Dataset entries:

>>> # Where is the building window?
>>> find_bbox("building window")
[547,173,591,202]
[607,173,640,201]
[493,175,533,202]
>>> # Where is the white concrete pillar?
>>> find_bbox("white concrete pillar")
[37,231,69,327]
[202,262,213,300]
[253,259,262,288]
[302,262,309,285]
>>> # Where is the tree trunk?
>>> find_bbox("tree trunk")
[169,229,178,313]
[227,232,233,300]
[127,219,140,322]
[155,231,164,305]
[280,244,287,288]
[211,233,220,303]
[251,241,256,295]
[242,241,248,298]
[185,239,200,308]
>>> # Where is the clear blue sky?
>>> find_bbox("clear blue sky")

**Problem**
Copy every line of the listing above without any changes.

**Full solution**
>>> # Where is the building window?
>>> find_bbox("building window")
[547,173,591,202]
[607,173,640,201]
[493,175,533,202]
>>> # Where is the white concrete pillar?
>>> find_bbox("white concrete pillar")
[37,231,69,327]
[202,262,213,300]
[253,259,262,288]
[302,262,309,285]
>>> # Where is the tree trunk?
>>> find_bbox("tree trunk")
[169,229,178,313]
[227,232,233,300]
[127,219,140,322]
[155,231,164,305]
[280,244,287,288]
[211,233,220,303]
[251,241,256,295]
[242,241,248,298]
[185,239,200,308]
>>> # Where is the clear blue sky?
>>> find_bbox("clear blue sky")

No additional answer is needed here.